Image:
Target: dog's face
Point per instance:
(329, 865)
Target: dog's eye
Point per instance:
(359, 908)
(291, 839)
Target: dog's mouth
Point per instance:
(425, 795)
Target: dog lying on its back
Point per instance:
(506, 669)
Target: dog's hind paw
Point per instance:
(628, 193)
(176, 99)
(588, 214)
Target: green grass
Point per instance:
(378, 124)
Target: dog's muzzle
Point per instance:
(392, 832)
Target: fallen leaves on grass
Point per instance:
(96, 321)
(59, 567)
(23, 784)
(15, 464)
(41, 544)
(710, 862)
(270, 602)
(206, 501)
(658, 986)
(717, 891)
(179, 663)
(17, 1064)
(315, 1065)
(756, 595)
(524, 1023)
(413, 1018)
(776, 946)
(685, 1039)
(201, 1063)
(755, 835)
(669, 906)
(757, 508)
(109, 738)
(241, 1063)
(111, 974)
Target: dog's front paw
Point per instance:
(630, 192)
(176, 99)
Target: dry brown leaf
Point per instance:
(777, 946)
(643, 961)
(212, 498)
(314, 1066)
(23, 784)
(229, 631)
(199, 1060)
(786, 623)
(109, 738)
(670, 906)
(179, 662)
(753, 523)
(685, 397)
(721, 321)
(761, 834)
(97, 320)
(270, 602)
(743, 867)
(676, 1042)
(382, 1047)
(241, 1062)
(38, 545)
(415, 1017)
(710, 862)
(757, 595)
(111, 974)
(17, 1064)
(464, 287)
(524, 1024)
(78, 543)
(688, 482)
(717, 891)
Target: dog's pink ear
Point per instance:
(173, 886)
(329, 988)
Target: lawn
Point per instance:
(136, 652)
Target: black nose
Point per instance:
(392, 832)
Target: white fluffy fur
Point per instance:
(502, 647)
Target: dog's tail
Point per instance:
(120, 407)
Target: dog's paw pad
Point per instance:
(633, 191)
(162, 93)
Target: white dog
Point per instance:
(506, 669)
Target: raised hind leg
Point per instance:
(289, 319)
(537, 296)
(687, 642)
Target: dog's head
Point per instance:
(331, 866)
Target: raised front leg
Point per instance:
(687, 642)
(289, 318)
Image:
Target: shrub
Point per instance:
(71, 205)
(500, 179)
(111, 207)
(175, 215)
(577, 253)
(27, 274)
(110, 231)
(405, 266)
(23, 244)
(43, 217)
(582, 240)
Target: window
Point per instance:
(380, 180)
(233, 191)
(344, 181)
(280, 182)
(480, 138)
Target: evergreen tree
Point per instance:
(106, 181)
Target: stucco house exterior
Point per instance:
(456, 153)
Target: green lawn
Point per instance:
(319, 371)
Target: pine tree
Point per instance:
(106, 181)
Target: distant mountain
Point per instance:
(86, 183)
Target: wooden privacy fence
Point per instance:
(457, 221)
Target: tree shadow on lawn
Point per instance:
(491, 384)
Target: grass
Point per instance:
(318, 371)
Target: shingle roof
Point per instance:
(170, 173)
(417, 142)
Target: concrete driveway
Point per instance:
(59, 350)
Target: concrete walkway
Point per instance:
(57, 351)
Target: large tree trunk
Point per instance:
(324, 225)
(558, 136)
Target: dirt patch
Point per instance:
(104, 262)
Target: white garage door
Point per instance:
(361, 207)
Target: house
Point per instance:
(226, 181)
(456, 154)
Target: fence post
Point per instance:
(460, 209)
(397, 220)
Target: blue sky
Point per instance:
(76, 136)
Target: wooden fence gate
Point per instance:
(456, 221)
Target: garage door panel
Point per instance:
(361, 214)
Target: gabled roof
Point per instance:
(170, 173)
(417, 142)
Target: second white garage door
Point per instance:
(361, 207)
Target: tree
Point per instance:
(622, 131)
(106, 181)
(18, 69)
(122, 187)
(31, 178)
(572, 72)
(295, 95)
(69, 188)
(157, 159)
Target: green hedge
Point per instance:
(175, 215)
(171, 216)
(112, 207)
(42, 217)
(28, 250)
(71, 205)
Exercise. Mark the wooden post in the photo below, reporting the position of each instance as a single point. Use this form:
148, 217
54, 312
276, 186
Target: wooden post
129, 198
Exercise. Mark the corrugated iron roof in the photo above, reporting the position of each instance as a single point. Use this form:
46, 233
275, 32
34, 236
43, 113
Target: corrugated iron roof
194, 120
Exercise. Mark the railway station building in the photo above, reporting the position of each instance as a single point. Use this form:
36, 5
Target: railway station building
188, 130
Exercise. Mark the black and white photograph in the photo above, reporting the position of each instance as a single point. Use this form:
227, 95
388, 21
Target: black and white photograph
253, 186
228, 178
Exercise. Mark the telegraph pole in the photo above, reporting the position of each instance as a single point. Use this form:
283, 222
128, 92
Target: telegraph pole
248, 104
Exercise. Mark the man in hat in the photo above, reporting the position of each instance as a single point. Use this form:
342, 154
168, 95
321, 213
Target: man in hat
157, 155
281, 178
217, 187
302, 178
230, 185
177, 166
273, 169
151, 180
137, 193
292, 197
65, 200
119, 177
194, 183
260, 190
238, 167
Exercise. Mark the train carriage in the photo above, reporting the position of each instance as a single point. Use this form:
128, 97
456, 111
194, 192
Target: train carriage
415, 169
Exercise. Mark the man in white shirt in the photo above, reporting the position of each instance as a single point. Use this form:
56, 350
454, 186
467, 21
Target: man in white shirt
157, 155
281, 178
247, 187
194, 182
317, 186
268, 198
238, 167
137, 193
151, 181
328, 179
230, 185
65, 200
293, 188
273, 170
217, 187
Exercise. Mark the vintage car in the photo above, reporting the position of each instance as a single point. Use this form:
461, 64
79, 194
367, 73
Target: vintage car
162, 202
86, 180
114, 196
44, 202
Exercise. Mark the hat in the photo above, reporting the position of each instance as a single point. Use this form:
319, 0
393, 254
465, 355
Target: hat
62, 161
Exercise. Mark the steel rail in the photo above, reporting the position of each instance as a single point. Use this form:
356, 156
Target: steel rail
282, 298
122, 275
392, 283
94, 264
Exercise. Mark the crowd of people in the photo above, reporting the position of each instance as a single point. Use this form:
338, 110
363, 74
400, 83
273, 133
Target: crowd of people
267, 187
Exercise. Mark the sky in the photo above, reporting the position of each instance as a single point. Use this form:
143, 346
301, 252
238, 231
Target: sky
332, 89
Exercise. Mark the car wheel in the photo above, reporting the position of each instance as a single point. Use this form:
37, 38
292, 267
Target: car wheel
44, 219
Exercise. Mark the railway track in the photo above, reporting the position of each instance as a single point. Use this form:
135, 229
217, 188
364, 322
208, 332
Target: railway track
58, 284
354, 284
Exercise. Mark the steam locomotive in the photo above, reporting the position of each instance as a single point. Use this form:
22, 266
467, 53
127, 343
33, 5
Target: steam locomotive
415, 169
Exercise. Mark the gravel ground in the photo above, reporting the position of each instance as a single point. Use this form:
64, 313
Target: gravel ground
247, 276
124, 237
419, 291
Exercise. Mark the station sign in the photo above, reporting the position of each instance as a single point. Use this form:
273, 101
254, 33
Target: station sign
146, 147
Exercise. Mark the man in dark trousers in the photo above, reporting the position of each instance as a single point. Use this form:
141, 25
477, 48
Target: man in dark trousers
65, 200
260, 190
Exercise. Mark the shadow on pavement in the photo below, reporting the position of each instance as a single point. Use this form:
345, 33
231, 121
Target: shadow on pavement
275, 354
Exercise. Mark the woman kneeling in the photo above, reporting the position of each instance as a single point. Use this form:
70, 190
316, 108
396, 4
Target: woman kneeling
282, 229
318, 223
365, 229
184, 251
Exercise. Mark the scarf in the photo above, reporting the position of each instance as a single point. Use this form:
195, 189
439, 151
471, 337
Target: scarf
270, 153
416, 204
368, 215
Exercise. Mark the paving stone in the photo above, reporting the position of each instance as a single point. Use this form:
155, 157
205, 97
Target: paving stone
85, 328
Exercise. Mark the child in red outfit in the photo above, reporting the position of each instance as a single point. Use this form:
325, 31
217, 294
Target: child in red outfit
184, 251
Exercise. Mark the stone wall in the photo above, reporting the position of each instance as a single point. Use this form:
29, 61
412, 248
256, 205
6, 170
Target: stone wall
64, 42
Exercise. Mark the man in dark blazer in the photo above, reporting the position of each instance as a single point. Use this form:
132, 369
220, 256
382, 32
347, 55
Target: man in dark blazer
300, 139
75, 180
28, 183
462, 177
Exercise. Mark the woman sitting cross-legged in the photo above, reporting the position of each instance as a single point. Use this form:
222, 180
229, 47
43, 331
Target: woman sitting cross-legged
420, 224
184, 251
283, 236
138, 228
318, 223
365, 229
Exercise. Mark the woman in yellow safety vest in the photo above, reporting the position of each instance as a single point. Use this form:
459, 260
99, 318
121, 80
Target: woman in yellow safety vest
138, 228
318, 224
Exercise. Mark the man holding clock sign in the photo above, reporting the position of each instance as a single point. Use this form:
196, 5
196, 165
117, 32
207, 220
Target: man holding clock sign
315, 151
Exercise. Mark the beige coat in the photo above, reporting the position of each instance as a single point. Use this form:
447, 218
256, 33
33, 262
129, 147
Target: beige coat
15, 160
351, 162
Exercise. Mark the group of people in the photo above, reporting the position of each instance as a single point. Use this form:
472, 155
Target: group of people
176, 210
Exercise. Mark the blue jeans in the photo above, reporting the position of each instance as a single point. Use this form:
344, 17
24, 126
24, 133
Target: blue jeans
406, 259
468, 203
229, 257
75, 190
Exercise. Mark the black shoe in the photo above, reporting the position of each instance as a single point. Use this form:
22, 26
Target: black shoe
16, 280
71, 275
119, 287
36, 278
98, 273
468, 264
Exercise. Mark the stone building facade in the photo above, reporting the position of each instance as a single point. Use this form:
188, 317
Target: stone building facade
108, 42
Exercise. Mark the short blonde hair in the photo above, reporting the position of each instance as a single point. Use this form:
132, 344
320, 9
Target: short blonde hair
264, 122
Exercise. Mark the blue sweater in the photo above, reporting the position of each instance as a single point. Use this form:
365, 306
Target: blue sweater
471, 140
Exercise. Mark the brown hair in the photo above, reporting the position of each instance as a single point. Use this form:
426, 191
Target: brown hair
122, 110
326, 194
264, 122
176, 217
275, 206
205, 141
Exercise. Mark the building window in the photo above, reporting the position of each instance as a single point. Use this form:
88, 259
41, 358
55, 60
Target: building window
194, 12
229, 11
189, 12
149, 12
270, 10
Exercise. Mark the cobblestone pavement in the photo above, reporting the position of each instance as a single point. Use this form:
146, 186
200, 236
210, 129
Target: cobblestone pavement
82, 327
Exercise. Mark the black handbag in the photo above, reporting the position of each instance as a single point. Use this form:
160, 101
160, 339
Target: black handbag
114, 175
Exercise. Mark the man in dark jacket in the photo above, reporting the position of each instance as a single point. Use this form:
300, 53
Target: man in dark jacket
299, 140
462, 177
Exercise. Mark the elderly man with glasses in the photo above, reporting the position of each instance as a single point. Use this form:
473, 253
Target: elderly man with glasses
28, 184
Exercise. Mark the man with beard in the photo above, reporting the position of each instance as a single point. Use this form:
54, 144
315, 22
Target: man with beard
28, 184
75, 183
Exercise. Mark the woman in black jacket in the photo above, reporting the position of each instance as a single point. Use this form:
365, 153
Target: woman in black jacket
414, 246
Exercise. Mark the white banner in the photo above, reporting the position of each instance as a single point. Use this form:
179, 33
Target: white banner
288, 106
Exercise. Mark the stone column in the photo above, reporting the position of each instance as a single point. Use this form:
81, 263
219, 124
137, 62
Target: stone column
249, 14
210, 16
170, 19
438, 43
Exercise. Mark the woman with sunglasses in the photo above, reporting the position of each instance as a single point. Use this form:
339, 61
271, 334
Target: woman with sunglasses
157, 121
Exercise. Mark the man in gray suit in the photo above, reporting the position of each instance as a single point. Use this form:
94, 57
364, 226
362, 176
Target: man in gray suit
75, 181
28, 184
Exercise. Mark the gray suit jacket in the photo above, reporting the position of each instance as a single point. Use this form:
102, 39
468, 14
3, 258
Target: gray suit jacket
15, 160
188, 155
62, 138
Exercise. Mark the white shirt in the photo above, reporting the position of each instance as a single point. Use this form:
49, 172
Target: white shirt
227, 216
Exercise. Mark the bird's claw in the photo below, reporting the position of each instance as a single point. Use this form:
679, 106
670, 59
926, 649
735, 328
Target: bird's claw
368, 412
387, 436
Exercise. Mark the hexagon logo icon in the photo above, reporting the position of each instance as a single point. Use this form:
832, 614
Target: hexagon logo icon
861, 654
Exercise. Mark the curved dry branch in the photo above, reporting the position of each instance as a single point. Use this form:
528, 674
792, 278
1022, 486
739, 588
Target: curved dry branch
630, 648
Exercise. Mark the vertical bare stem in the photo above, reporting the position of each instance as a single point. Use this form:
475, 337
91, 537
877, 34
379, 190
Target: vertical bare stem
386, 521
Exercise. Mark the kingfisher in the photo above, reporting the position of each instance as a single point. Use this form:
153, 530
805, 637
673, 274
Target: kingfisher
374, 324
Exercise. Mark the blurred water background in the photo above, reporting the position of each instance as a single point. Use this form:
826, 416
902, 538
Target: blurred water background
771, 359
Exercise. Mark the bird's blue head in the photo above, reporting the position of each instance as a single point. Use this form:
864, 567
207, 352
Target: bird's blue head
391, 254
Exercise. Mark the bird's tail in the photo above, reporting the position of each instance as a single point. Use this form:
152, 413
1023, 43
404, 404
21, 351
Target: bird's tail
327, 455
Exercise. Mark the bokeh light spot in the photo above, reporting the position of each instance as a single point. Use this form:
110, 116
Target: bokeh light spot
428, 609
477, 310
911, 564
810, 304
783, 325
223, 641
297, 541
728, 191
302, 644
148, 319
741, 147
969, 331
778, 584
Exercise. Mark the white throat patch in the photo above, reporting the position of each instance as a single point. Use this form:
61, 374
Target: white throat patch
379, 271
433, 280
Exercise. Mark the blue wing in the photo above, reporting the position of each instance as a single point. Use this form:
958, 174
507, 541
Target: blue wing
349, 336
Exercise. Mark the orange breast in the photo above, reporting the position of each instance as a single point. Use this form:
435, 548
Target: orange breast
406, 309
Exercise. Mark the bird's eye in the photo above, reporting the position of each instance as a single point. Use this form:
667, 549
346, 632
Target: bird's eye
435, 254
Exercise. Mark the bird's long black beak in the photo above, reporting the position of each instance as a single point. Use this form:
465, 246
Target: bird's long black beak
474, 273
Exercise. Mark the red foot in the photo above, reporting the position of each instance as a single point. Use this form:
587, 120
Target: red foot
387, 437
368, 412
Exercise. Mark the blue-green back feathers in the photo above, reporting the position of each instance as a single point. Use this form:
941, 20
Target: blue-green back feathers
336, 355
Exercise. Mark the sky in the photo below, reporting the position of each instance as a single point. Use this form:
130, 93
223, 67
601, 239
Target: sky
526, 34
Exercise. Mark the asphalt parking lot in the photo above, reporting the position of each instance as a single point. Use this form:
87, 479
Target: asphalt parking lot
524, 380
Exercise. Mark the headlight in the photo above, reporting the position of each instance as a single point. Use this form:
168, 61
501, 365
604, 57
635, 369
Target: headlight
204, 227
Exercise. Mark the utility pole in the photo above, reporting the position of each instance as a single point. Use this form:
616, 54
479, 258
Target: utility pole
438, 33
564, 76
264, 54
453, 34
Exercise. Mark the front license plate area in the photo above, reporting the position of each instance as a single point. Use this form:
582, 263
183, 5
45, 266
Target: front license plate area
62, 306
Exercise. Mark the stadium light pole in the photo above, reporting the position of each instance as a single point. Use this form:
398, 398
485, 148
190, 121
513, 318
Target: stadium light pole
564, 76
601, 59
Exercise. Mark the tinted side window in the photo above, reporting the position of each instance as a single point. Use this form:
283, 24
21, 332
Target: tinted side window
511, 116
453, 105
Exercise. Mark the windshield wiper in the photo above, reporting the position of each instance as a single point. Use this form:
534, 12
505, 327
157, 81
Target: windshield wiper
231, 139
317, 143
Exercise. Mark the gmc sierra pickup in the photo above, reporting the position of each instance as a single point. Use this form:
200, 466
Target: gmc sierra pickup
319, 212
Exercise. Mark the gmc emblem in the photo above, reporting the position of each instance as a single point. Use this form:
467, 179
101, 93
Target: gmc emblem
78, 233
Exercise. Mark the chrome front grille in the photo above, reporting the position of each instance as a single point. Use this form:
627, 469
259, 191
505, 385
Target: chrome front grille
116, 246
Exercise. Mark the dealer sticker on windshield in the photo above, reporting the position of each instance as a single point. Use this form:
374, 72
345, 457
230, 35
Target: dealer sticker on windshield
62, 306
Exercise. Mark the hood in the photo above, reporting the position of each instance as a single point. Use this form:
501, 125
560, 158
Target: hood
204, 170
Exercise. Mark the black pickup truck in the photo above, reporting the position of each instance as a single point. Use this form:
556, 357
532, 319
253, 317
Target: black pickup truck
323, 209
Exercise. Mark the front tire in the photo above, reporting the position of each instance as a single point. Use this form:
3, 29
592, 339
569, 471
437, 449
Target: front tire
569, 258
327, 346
────────────────────────────────────────
> **Goal**
Extract the lines above from the one containing "Exercise. Mark the chrome" to the last line, both included, exactly as written.

> **Output for this task**
Exercise. Mark the chrome front grille in the photo above, reporting the position of each instance as a single point. Use this form:
627, 469
259, 191
505, 385
Target: chrome front grille
116, 246
Exercise. Mark the dealer sticker on windshield in the photo above, reporting the position of each instance as a single point. Use this form:
374, 72
345, 457
230, 35
Target: dealer sticker on windshield
62, 306
Exercise. Mark the hood in the photo above, reporting the position of each instance as a single point. Use this form:
501, 125
560, 158
Target: hood
204, 170
Exercise. Mark the black pickup truck in the photo above, reporting the position of each instance as a single point. Use this form:
556, 357
532, 319
253, 317
Target: black pickup truck
323, 209
Exercise. Mark the front tire in the photo above, reporting the position of each instance as a single point. Use this form:
3, 29
592, 339
569, 471
437, 449
Target: front tire
569, 258
327, 346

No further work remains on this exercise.